[Questions to answer]:
1. Return everything in the omicron article from "Collins reiterated a" down to "combat the virus.", copied word for word.
2. Resume the article on the omicron variant, starting after its last sentence.
--- Selected extract Enclosed Below ---
The director of the National Institutes of Health (NIH) said on Sunday that "it's certainly possible" that omicron will not be the last emerging COVID-19 variant.
"Meet the Press" moderator Chuck Todd asked NIH Director Francis Collins if people should expect to see a new dominant variant every six months, noting the delta variant that emerged over the summer before omicron was first reported to be detected over the Thanksgiving holiday.
"It's certainly possible that this is not the last emerging variant that will attract a lot of attention and a lot of concern. This one does have the largest number of mutations that we've seen so far. Omicron with about 50 mutations compared to the original," Collins responded.
Collins reiterated a notion shared by scientists that the omicron variant may have developed from an immunocompromised person who was not able completely combat the virus.
"So it remained in the system maybe for months in that person until they finally got over it," Collins suspected. "And that is of course a perfect situation for the virus to be able to pick up additional mutations along the way. To the extent that that's gonna keep happening, if we don't have adequate immune protection across the globe - yeah, we're probably gonna see something. We'll have to use some of the other letters in the Greek alphabet."
--- End of Enclosed Selected extract ---
--- Data shown Enclosed Below ---
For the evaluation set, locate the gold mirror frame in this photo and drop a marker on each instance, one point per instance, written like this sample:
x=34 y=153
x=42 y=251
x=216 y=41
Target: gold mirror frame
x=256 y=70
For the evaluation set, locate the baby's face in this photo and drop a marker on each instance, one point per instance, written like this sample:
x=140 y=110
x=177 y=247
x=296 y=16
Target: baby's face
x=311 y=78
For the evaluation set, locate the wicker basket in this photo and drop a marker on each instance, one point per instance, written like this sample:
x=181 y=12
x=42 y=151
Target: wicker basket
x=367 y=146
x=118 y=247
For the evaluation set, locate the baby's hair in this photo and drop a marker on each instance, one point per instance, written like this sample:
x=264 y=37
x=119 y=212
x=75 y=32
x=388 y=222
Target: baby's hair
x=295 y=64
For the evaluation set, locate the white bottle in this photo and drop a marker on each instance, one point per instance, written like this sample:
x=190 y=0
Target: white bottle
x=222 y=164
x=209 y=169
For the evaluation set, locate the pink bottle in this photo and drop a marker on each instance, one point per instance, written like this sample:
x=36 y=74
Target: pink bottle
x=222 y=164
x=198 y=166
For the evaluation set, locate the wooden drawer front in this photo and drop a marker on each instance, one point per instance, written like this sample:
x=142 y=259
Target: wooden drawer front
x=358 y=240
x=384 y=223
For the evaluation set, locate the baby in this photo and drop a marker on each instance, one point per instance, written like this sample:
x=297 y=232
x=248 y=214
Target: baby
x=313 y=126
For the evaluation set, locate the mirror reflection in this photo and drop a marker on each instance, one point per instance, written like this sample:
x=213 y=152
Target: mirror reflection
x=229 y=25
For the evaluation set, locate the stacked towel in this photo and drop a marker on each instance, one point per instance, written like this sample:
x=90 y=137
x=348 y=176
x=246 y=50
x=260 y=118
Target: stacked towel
--- End of Enclosed Data shown ---
[Expected responses]:
1.
Collins reiterated a notion shared by scientists that the omicron variant may have developed from an immunocompromised person who was not able completely combat the virus.

2.
Collins' comments come as scientists are racing to learn more about the newly detected omicron variant, which was first detected in South Africa late last month.
More than a dozen states have now detected omicron even as the U.S. imposed travel restrictions from eight southern African nations starting last Monday in response to the new variant and implemented tougher COVID-19 testing requirements on international travelers.
Centers for Disease Control and Prevention director Rochelle Walensky confirmed on Sunday that the Food and Drug Administration was "already in conversations about streamlining the authorization of ... an omicron-specific vaccine."